Put the lines from the one containing "Query: window hinge" to the one containing "column 36, row 63", both included, into a numbered list, omitting any blank lines.

— Dataset entries —
+++
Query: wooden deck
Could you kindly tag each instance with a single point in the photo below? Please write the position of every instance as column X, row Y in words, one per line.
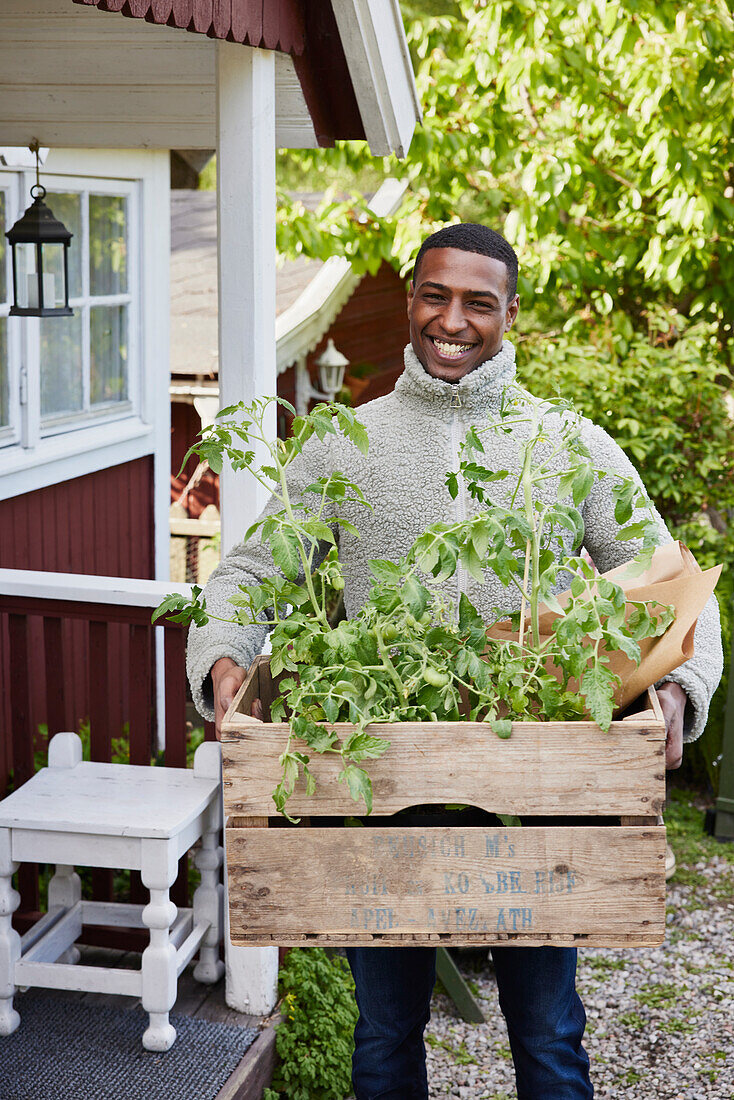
+++
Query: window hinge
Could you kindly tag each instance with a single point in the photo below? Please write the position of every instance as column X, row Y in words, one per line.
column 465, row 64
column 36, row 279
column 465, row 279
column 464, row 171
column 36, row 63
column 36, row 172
+++
— Answer —
1. Query: window hinge
2. Could you kindly tag each instance with a single point in the photo below? Please write the position of every instance as column X, row Y in words, one per line.
3. column 465, row 64
4. column 36, row 279
5. column 465, row 279
6. column 464, row 171
7. column 36, row 63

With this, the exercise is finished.